[Lista de exercícios]
1: Responda com base no trecho sobre santidade e misericórdia:
(a) Como o trecho define a graça?
(b) Segundo o trecho, como os crentes são considerados no Apocalipse?
(c) Qual cidade é descrita como lugar onde não há templo?
2: Reescreva todos os registros trocando "white feather" por "black feather" e mantendo todo o resto igual. Não inclua as imagens.

==== Trecho do texto ====

Infelizmente, alguns grupos chamados de cristãos, ainda não entenderam a eclesiologia do NT, alicerçada no sacerdócio universal dos crentes (santos), cuja governança é exercida pelos presbíteros (docentes e regentes). Antes, preservam a estrutura “hierárquica” do judaísmo do AT, com seu “sumo sacerdote” (“o santíssimo”), os sacerdotes (“os super santos”), os levitas (“os mais santos”) e o povo de Deus (“os santos”). É relevante assinalar aqui, que no Apocalipse, os crentes são considerados sacerdotes no reino de Deus (Ap 1.6; 5.10; 20.6). Fala-se da Nova Jerusalém, a cidade santa, onde não há templo: “Nela, não vi santuário, porque o seu santuário é o Senhor, o Deus Todo-Poderoso, e o Cordeiro.” (Ap 21.22).

3. A MISERICÓRDIA

Como nosso assunto é santidade e misericórdia, o objetivo aqui é tratar, em primeiro plano, da misericórdia de Deus para com os homens, e em segundo, a misericórdia entre os homens. Vale lembrar que:

GRAÇA – É Deus nos dar o bem que não merecemos.

MISERICÓRDIA – É Deus não nos imputar o castigo que merecemos.

“Dizer que Deus tem como atributo a santidade é dizer que ele é separado do pecado e dedica-se a buscar a sua própria honra.” (2). Essa sua santidade requer a nossa santidade, a nossa separação do pecado: “Portanto, sede vós perfeitos como perfeito é o vosso Pai celeste.” (Mt 5.48). Sobre essa misericórdia podemos fazer as seguintes afirmações, com base na Bíblia:

a) A misericórdia é um dos atributos ou características da natureza divina (Ex 34.6; Sl 103.8): “Deus é espírito, em si e por si infinito em seu ser, glória, bem-aventurança e perfeição; todo-suficiente, eterno, imutável, insondável, onipresente, infinito em poder, sabedoria, santidade, justiça, misericórdia e clemência, longânimo e cheio de bondade e verdade.” (3)

b) Por nossos próprios esforços e obras não podemos atender as exigências da santidade divina e nos aproximarmos de Deus: “Então, Josué disse ao povo: Não podereis servir ao SENHOR, porquanto é Deus santo, Deus zeloso, que não perdoará a vossa transgressão nem os vossos pecados.” (Js 24.19); “não por obras de justiça praticadas por nós, mas segundo sua misericórdia, ele nos salvou mediante o lavar regenerador e renovador do Espírito Santo,” (Tt 3.5).

c) Diante da limitação e fraqueza humanas, deixando de alcançar e se manter no padrão divino de pureza e perfeição, entra em cena a misericórdia divina: “As misericórdias do SENHOR são a causa de não sermos consumidos, porque as suas misericórdias não têm fim; renovam-se cada manhã. Grande é a tua fidelidade.” (Lm 3.22-23)

==== Os registros ====

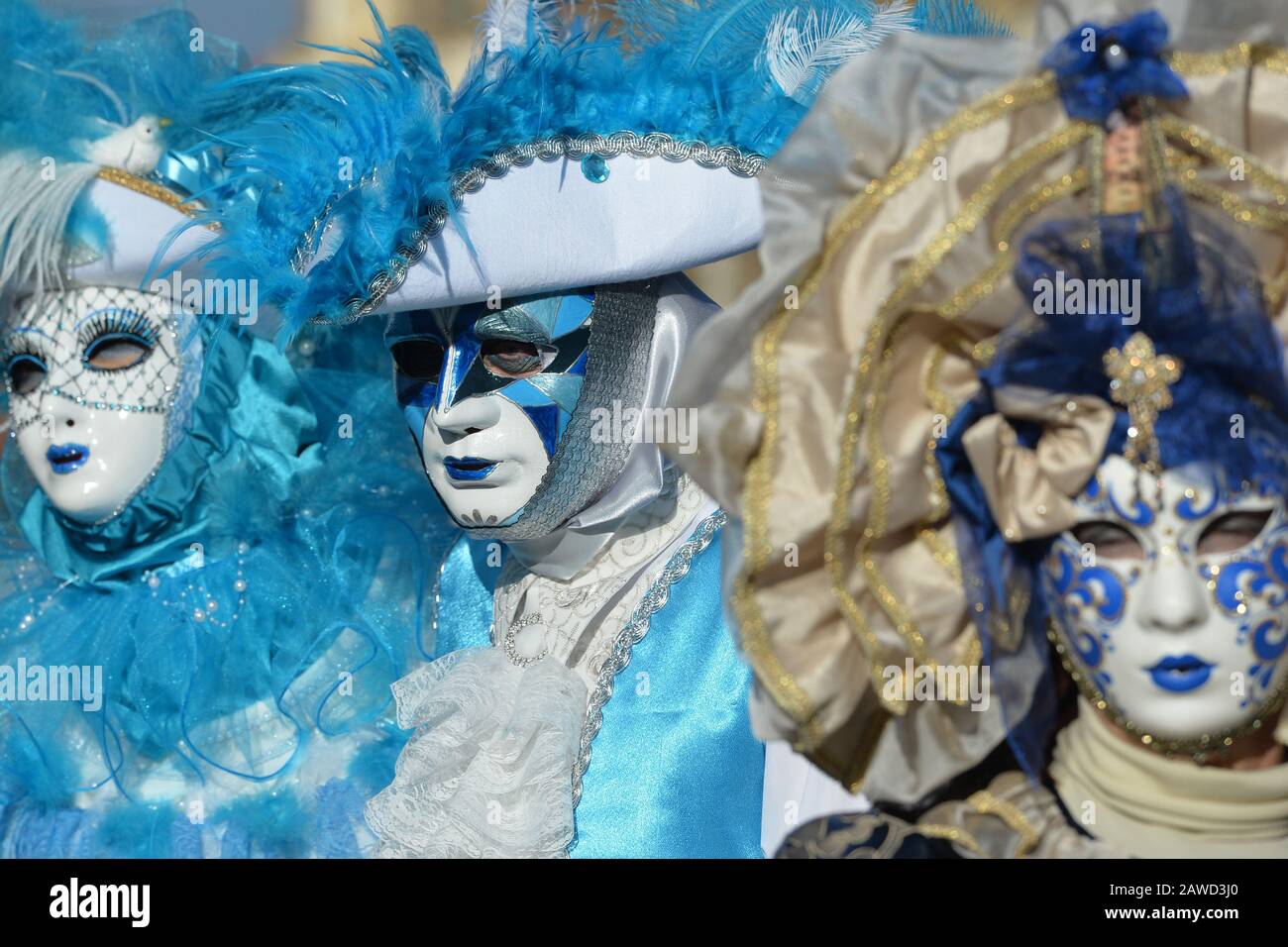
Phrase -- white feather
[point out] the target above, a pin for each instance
(800, 52)
(91, 80)
(34, 213)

====

[Exercícios resolvidos]
1:
(a) É Deus nos dar o bem que não merecemos.
(b) São considerados sacerdotes no reino de Deus.
(c) A Nova Jerusalém, a cidade santa.

2:
Phrase -- black feather
[point out] the target above, a pin for each instance
(800, 52)
(91, 80)
(34, 213)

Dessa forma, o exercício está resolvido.